━━━━━ Excerpt to read ━━━━━
The budget rule poses both theoretical and experimental challenges because it is hard to determine when it should really apply. For instance, it is not obvious over which period the variance in outcome should be assessed. A simplified version of the theory refers to the outcome of a single choice, but single foraging choices rarely put animals below or above a threshold for survival. Indeed, it is virtually impossible to create this situation experimentally. Consequently, most experimental budget manipulations are based on a reasonable biological time period such as a 24-h cycle. If only one decision were to be considered, this ought to be a decision committing the animal for the full foraging day. This is, of course, hard to implement because with nonhuman subjects one cannot easily offer a choice committing the animal for such a long time and guarantee that the subject understands (is tuned to) the problem.

To overcome this difficulty, an additional, usually implicit, assumption is often made: if a subject's budget is manipulated over a 24-h period, its attitude toward risk will show in decision problems involving multiple, less consequential, choices. For instance, in the paradigmatic experimental tests of these ideas, Caraco and collaborators (Caraco, 1981; Caraco et al., 1980, 1990) modifed the energy budget of small birds (dark-eyed and yellow-eyed juncos, Junco spp.) during experimental sessions lasting less than 4 h by appropriately setting the average size of rewards, the inter-reward interval, or the ambient temperature. This means that rate of gains during the session, if extrapolated to cover the whole day, would be below or above the average needs for survival. When the experimental sessions finished, the subjects were fed ad libitum. Birds in either a positive or a negative budget were then tested over multiple decisions within each session, by making them choose between food sources that differ in their variance (for instance, one source delivering always three seeds per choice and the other delivering one or five seeds per choice with equal probability). Because sessions involve forced trials to instruct the subjects on the statistical properties of the food sources, the overall variance in payoff among sessions is small, and it is impossible for the subject to attribute the variance in cumulative payoff over the whole session to the proportion of its choices. Predictions about risk attitude are based on assuming that the subjects extrapolate the variance in the consequences of their choices to the potential accumulated outcome over the 24-h period.

An additional problem is to guarantee that the subjects know the mean and variance of the stochastic alternative. The problem of assessing the parameters of a distribution using limited experience is a hard one in the best of cases, and much harder if the subjects do not know that they are dealing with two distributions of a given kind. Kacelnik and Bateson (1996) have shown that given the experienced sample sizes (the number of choices in a session and its consequences), good knowledge is unlikely in the case of the experimental juncos; the confidence interval of the subjects' estimates must have been extremely large. Incomplete knowledge confounds the interpretation because under those conditions subjects are also expected to sample their alternatives so as to reduce uncertainty, whereas risk sensitivity predictions are developed under the assumption of full knowledge. Within the framework of these difficulties, it is, nonetheless, tantalizing that several studies have shown switches between risk aversion and risk seeking depending on energy budget (Caraco, 1981; Caraco et al., 1980, 1990). Should this result be confirmed, it may mean that animals modify risk attitude easily and generalize across time scales.
━━━━━ Source material ━━━━━
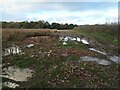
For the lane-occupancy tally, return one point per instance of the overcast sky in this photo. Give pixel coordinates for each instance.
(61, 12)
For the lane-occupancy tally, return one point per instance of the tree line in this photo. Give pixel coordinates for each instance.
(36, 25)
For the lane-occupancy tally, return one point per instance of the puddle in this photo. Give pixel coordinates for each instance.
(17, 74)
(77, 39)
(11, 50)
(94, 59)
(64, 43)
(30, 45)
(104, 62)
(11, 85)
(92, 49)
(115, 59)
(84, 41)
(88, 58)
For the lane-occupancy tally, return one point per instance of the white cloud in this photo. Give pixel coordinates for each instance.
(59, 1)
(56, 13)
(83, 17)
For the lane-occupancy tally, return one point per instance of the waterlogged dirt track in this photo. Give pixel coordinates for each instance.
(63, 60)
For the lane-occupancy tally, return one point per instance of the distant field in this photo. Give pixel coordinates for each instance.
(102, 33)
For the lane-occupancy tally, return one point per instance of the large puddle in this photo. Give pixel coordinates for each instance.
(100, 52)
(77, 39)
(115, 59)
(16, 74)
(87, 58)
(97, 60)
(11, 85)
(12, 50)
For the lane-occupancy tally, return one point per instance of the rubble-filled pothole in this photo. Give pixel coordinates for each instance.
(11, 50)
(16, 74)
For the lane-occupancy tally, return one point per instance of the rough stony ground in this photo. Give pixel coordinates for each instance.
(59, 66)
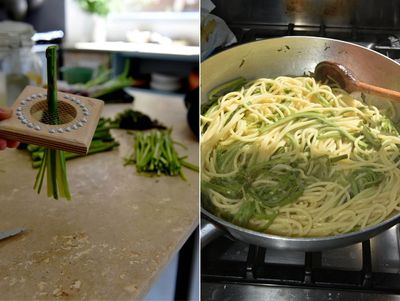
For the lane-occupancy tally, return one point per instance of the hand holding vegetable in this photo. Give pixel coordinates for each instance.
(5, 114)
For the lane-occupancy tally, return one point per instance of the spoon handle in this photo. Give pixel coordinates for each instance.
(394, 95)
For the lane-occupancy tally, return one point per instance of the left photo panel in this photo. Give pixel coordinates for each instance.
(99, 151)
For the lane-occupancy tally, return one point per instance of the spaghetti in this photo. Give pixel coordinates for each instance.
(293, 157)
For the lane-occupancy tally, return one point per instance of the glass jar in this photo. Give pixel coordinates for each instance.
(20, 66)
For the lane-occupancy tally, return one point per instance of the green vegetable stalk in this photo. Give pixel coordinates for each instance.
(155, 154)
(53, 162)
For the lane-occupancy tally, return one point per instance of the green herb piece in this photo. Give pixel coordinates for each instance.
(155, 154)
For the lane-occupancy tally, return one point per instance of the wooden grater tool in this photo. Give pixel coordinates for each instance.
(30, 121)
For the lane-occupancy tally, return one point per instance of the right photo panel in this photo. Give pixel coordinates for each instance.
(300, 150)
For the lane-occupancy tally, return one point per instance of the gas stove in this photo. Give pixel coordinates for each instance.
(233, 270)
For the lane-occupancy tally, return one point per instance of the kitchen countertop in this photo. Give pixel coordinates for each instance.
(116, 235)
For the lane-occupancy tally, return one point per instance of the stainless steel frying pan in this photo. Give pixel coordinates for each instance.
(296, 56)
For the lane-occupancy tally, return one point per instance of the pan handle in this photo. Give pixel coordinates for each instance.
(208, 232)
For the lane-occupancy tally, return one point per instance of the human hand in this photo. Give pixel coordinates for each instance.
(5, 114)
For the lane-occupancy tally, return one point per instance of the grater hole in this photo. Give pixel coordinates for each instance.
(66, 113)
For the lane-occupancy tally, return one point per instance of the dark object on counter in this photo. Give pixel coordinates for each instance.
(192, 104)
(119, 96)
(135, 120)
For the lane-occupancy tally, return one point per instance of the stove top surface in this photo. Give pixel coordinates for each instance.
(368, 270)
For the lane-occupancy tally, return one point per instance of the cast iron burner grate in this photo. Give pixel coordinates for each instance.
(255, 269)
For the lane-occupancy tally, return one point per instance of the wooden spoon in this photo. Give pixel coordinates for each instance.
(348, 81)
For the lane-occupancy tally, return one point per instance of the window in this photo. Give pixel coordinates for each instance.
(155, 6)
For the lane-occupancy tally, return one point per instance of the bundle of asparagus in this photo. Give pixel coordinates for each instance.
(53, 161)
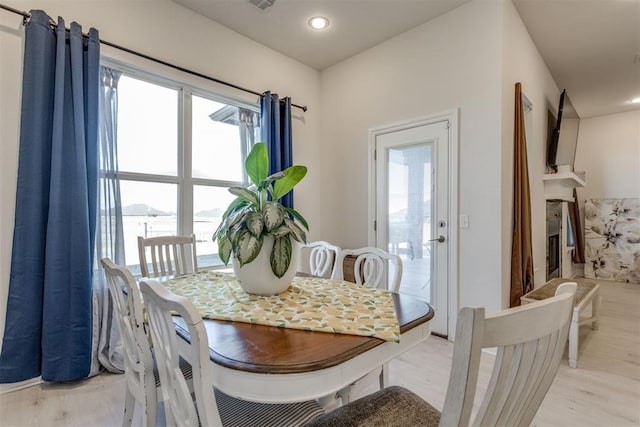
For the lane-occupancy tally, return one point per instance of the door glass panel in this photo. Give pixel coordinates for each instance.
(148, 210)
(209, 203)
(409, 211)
━━━━━
Problems and tasks>
(a) Which published studies does the passage on the budget rule cite? Give each author-and-year reference once.
(b) Answer these questions about the passage on the budget rule:
(i) What time period are most experimental budget manipulations based on?
(ii) How long did the experimental sessions with the juncos last?
(iii) According to Kacelnik and Bateson (1996), how large must the confidence interval of the juncos' estimates have been?
(c) Can you carry on the passage on the budget rule from its final sentence?
The entries have nothing to do with the passage on the budget rule.

Numbered responses>
(a)
Caraco, 1981
Caraco et al., 1980
Caraco et al., 1990
Kacelnik and Bateson, 1996

(b)
(i) A 24-h cycle.
(ii) Less than 4 h.
(iii) Extremely large.

(c)
However, negative results are also often reported. In particular, risk attitude reversals have never been found in animals experiencing variance in the time or work components of foraging payoffs (see review in Kacelnik and Bateson, 1996). In a strong test of the theory, Ha et al. (1990) used gray jays (Perisoreus canadensis) that experienced variance in amount of work (and hence time) to obtain food rewards. The jays were subject to a budget that, in the negative treatment, led to their progressive weight loss over a number of days. In the positive budget condition they had enough food to hold their energetic reserves. The budget manipulation was thus stronger than in the junco tests, as the junco's budget was only controlled during the sessions, and they were allowed to hold their weights constant even in the negative budget treatments. In spite of this, the jays were consistently risk prone. A similar result is reported by Case et al. (1995) using water rewards.

Many differences between experimental conditions might account for inconsistent results. It may be that there is a fundamental difference between variance in amount and variance in time or effort. It may also be that the size of the subjects is crucial: perhaps smaller animals do switch in risk attitude, whereas larger species are persistently risk averse because of their greater ability to buffer short-term fluctuations in intake (students of human attitudes to risk usually refer to “risk aversion” rather than risk sensitivity, implying that aversion is the predominant attitude in their subjects). This account of results on the bases of the size effect sits uncomfortably with the observation that animals of different size show the same trends when comparing between amounts and delays, and even large species are systematically risk prone for delays.

It is also possible, however, that risk attitude reversals are much rarer and hard to replicate than previously thought (or even that success in previous studies was due to chance), a hypothesis that is hard to prove because it implies accepting a null hypothesis (lack of effect of budget manipulations). Indeed, it is likely that the set of reported failures to obtain a shift is a less complete representation of the number of attempts than is the case for positive results, which are easier to publish.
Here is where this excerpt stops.